[Excerpt provided Boundary: Start]

You could be forgiven for thinking that US hospitals make an absolute killing (pardon the pun). After all, they charge an obscene amount of money for many basic services and medications, and they provide an essential service that every single American citizen will need at some point in their lives.
On the surface, this seems like it could be a very lucrative industry, but once you dig a little deeper it’s a different story altogether. Around 8 out of 10 US hospitals are non-profit for one thing, and even the ones that operate solely to profit from mending and curing American citizens don’t have the sort of margins that you might expect.
How Much do American Hospitals Make?
The average US hospital has a profit margin of just 8%. To put that into perspective, Apple, who operate on a much bigger scale and don’t have our lives in their hands, have a profit margin of just under 40%.
You could argue that both overcharge for what they provide, but the end result is drastically different. And the problem with operating on such small margins is that it doesn’t take much for your profits to take a nose-dive. That’s why many hospitals are scrambling, trying their best to change-up their systems. Static budgeting in hospitals is becoming a thing of the past, which is good, but hospitals may also look to cut staff costs and customer care, which is not good.
Why are the Margins so Small?
So what is the issue here, why the small margin? Well, contrary to what they may want you to believe, it’s not because the service they provide costs them a lot of money. Medical equipment purchasing and maintenance certainly doesn’t come cheap, but the average hospital bill is over 3.5x greater than the cost of the service provided.
It’s also not the result of something known as “uncompensated care” which is when hospitals provide care that isn’t paid for, and that’s because this is something they rarely do. Not only will Medicaid cover many patients who can’t pay, but hospitals are relentless in chasing debt.
The simple fact is that a single service, and indeed a single patient, requires a great deal of care from numerous staff members; the machines are ridiculously expensive; and, perhaps most importantly, they are constantly being sued for negligence.

[Excerpt provided Boundary: End]
[Given entries Boundary: Start]

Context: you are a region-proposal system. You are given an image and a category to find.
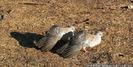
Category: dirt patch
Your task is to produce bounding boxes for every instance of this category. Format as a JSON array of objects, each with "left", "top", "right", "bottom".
[{"left": 0, "top": 0, "right": 133, "bottom": 67}]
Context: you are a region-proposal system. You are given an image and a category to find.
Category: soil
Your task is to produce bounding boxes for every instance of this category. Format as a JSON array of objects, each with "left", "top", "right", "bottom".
[{"left": 0, "top": 0, "right": 133, "bottom": 67}]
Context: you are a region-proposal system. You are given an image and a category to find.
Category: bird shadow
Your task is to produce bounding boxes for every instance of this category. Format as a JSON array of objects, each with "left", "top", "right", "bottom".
[{"left": 10, "top": 32, "right": 44, "bottom": 49}]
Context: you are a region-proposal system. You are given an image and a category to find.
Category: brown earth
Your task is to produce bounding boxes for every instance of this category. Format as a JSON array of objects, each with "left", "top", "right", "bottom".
[{"left": 0, "top": 0, "right": 133, "bottom": 67}]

[Given entries Boundary: End]

**Exercise tasks:**
1) Answer these from the article on US hospital margins:
(a) About how many US hospitals are non-profit?
(b) What is the average profit margin of a US hospital?
(c) How does the average hospital bill compare with the cost of the service provided?
2) List the factors behind small hospital margins that the article on US hospital margins gives in its final paragraph.
3) Reproduce the passage of the article on US hospital margins starting with "How Much do" and going on through "just under 40%.".

**Response list:**
1)
(a) Around 8 out of 10.
(b) 8%.
(c) It is over 3.5 times greater.

2)
- A single service, and indeed a single patient, requires a great deal of care from numerous staff members.
- The machines are very expensive.
- Hospitals are constantly being sued for negligence.

3)
How Much do American Hospitals Make?
The average US hospital has a profit margin of just 8%. To put that into perspective, Apple, who operate on a much bigger scale and don’t have our lives in their hands, have a profit margin of just under 40%.